Start of Source document

The Trafficking in Persons Report 2015 categorized the Marshall Islands as a Tier 3 country in regards to human trafficking which means it does not fully comply with the minimum standards and is not making significant efforts to do so. This categorization occurred automatically because any country that has been rated Tier 2 Watch List for two consecutive years, will receive Tier 3 ranking in the third year. Additionally, the RMI does not have a written plan for bringing itself into compliance with the minimum standards for the elimination of trafficking and consequently its automatic Tier 3 status cannot be waived.

It is both a source and destination country for RMI women and girls and women from East Asia subjected to sex trafficking.

== Human rights projects ==

There have been several human rights initiatives that have aimed at improving various human rights issues in the Marshall Islands.

End of Source document
Start of Dataset entries

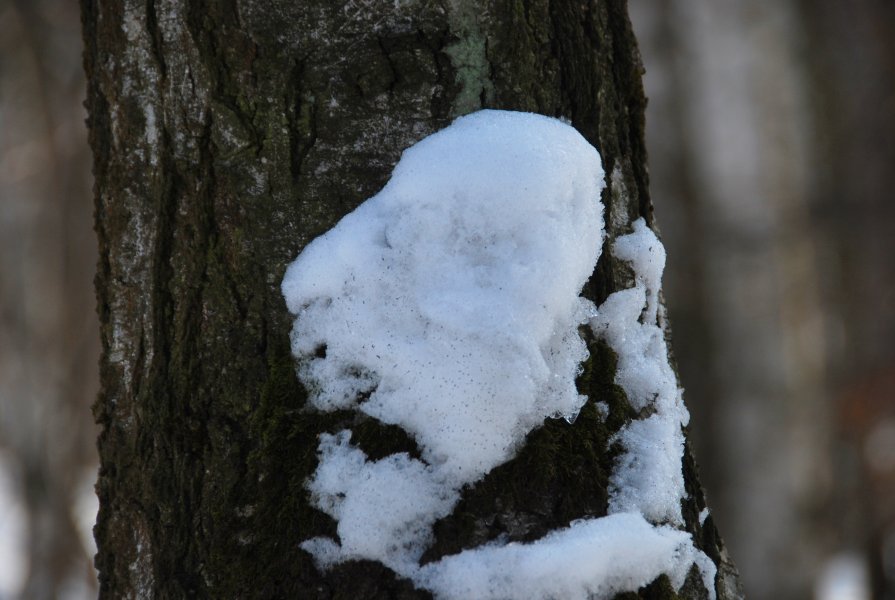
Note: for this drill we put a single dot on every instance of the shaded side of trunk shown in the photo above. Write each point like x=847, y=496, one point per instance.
x=227, y=135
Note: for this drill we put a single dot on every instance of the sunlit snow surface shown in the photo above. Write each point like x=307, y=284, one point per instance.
x=448, y=304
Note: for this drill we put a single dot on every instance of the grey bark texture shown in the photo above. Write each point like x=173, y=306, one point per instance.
x=226, y=136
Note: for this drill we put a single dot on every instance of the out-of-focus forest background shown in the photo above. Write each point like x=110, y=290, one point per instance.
x=771, y=128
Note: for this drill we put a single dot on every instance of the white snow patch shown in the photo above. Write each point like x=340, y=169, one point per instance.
x=448, y=304
x=592, y=559
x=648, y=477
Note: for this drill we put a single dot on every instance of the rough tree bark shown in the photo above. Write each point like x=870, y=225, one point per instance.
x=226, y=136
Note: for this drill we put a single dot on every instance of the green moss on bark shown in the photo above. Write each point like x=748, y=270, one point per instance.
x=273, y=120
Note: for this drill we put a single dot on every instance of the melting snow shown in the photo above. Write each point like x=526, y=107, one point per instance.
x=448, y=304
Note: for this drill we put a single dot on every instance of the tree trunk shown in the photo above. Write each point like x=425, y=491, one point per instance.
x=226, y=136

End of Dataset entries

*Work instruction 1*:
In the passage on human rights in the Marshall Islands, why can't the country's automatic Tier 3 status be waived?
*Work instruction 2*:
Please extend the passage on human rights in the Marshall Islands, picking up after its final sentence.

*Exercise response 1*:
The country has no written plan for bringing itself into compliance with the minimum standards for eliminating trafficking.

*Exercise response 2*:
For instance, United Nations Women has a Marshall Island project which was completed in 2010, aimed at enabling Marshallese women to fully participate in democratic processes and address gender imbalance at all levels of decision-making.

== Human rights in the news ==

=== Nuclear testing ===
Human rights in the Marshall Islands have been violated, particularly as a result of US nuclear testing. During the Cold War, the Marshall Islands was used as a testing site for the US's expanding nuclear arsenal. For instance, between 1946 and 1958, 67 nuclear tests were conducted at the islands. The Castle Bravo test of March 1954 is particularly poignant because it released thirty times more radioactive iodine than the 2011 Fukushima and 1986 Chernobyl leaks combined.